Reproduce word for word the part of the short-term investing article that begins with the words containing "These instruments aim" and ends with "about a year.".

= Passage =
....
Most of us are guilty of the same habit. Your salary comes in, the equated monthly installments (EMIs) and bills go out, and whatever is left simply sits in the savings bank account.
This approach feels safe because it is very accessible. But with most large banks paying somewhere around 2.5-3% on savings balances, that money is quietly losing the battle against inflation every single day.
The solution to this is not very complicated. If you have money that you will need in the next few weeks or months for an emergency fund, or for a vacation, for a down payment, or for a business surplus, there are dedicated short-term instruments built precisely for parking your money.
These instruments aim to do three things: keep your capital relatively safe, keep it accessible, and earn more than a savings account in the process.
Here, we will look at three of the most popular short-term options for Indian investors. We will discuss how each one works, what returns you can expect, the risks involved, and how to pick the right one for your time horizon.
What Counts as a Short-Term Investment?
Before looking at the three options, let’s first understand what a short-term investment typically means. It’s basically for a holding period that ranges from a few days to about a year.
At this horizon, the rules of investing flip. Growth takes a back seat, and capital preservation and liquidity become the priorities.
You are not trying to build wealth with this money, but you are trying to make sure it is there, intact and slightly grown, when you need it.
That is why equity is generally a poor fit for short-term goals. Markets can swing sharply over weeks or months, and a 10% drawdown right before you need the money can derail your plans.
The three options that we are going to discuss below sit at the other end of the risk spectrum and are designed for stability first.
#1 Liquid Funds
First category on our list is Liquid funds.
As per market regulator SEBI’s categorisation rules, Liquid funds can only invest in debt and money market instruments that mature within 91 days.
Think of treasury bills, certificates of deposit, commercial papers, and other very short-term paper issued by the government, banks, and high-rated companies.
....
Pointing dataset excerpts:
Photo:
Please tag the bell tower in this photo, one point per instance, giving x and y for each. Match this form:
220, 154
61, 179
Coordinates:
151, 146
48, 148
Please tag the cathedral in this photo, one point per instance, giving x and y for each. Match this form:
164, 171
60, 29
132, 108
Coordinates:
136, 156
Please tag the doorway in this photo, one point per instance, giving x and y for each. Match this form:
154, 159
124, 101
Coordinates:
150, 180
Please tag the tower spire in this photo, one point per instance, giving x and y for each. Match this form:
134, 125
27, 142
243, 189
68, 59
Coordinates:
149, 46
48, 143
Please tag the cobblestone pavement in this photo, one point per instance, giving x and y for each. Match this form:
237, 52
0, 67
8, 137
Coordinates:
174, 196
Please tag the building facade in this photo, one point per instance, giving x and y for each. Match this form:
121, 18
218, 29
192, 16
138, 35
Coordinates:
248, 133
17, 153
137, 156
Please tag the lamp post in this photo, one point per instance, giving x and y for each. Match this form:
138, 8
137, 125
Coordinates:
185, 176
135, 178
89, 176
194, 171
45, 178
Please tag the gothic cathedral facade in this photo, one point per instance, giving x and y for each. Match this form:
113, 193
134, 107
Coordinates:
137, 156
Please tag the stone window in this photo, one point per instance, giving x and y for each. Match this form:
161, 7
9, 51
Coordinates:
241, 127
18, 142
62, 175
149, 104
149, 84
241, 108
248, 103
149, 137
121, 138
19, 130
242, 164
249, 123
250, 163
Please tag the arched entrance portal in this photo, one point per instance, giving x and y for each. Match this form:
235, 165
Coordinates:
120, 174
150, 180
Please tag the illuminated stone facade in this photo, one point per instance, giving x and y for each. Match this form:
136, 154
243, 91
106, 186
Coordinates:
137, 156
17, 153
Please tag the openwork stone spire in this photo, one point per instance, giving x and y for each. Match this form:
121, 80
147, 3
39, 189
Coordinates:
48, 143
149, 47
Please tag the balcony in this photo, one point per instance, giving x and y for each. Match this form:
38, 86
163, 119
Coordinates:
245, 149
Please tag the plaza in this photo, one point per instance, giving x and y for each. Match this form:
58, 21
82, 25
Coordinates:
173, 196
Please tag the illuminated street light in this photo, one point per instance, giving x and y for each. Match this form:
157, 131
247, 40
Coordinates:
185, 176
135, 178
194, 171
....
= Solution for this exercise =
These instruments aim to do three things: keep your capital relatively safe, keep it accessible, and earn more than a savings account in the process.
Here, we will look at three of the most popular short-term options for Indian investors. We will discuss how each one works, what returns you can expect, the risks involved, and how to pick the right one for your time horizon.
What Counts as a Short-Term Investment?
Before looking at the three options, let’s first understand what a short-term investment typically means. It’s basically for a holding period that ranges from a few days to about a year.